Vicdan borcu

Aziz Şah – 6/5/2024

Hasan Ulaş Altıok, yürüyüş yaptığı bir sabah işgal valisi Metin Feyzioğlu ile karşılaştı. Yanına gidip, “Ben TC’ye gitsem, girebilir miyim?” diye sordu.

İşgal Valisi ise cevap olarak, “TC’ye alınmayan Kıbrıslı Türkler konusu benim yetki alanımda değil” dedi.

“Mağusa Limanı’nı özelleştirme çalışmalarına başladık” diyen Feyzioğlu’nun Türkiye limanlarından içeriye giremeyen Kıbrıslılar konusunda yetkisi yok…

Nerde yetkisi var Metin Bey’in?

Kıbrıslı Rum mallarının yabancılara satışı için yapılan “Taşınmaz Mal Edinme Yasası”nda!

Kıbrıslı hukukçular Necati Münir Ertegün ile Oktay Feridun 1974’ten sonra Denktaş’a Kıbrıslı Rumlara ait mallara kesinlikle tapu verilmemesi yönünde rapor sundu.

Nerden nereye geldik? Silah zoruyla gasp edilmiş malları tapulamaya karşı çıkan hukukçulardan, silah zoruyla gasp edilmiş malları satmak için “yasa yapan”lara…

***

1990 seçiminde Özker Özgür’ün Türkiyeli yerleşimcilere vaadi “Biz kazanırsak size tahsis edilen evlerin, toprakların tapusunu vereceyik” idi. Sözünü tuttu, 1994’te verdi çalınmış Rum mallarının tapusunu Özgür!

1975’te yerleşimci nüfusun yerleştirilmesinden sorumlu kişi Hakkı Atun’du. Yerleştirilenleri kalıcı yapan ise İTEM Yasası’nı yapanlardır.

__Çıkarılan veriler__
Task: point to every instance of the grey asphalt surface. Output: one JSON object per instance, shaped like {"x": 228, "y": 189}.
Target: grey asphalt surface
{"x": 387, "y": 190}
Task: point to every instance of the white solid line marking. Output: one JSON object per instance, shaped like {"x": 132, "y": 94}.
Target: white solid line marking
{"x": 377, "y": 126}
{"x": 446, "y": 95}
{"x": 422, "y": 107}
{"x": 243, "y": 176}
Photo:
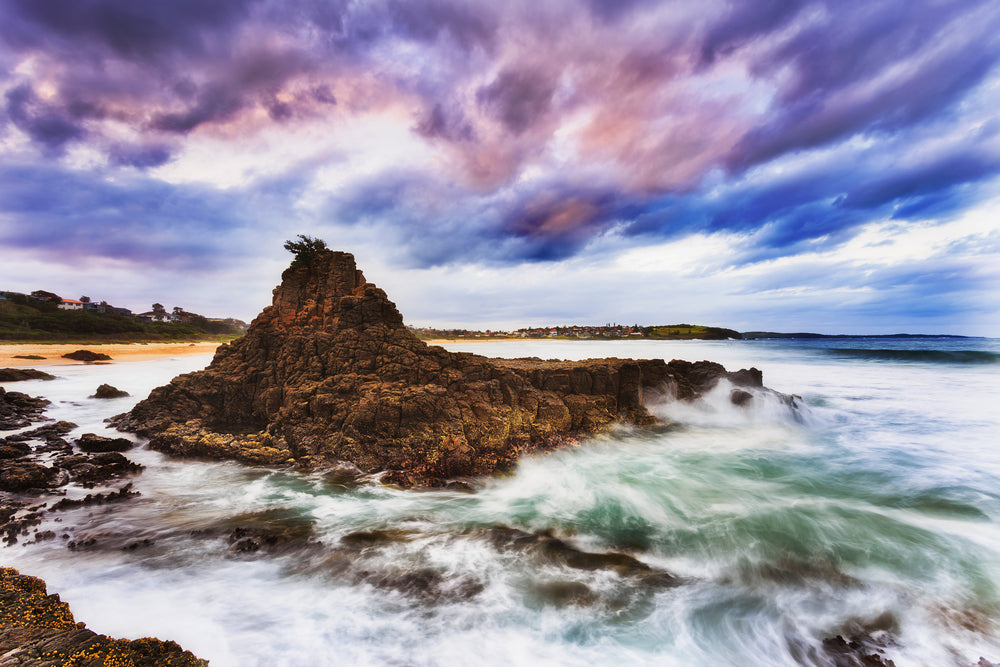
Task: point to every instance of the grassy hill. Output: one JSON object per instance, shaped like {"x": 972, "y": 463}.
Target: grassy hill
{"x": 29, "y": 320}
{"x": 688, "y": 332}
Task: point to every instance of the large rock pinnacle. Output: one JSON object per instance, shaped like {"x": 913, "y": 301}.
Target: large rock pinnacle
{"x": 329, "y": 373}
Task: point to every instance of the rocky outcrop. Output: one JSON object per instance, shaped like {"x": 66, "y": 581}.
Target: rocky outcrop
{"x": 18, "y": 410}
{"x": 39, "y": 629}
{"x": 329, "y": 373}
{"x": 18, "y": 374}
{"x": 87, "y": 356}
{"x": 109, "y": 391}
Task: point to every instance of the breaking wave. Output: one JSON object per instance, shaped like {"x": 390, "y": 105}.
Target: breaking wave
{"x": 926, "y": 356}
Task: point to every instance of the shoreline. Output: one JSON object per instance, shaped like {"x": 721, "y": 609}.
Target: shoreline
{"x": 119, "y": 352}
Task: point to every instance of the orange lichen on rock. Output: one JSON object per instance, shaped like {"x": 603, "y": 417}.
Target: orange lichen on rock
{"x": 38, "y": 629}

__Yapılacak iş__
Okuma metnine göre 1975'te yerleşimci nüfusun yerleştirilmesinden sorumlu olan kişinin adını yazın.

__Tam çözüm__
Hakkı Atun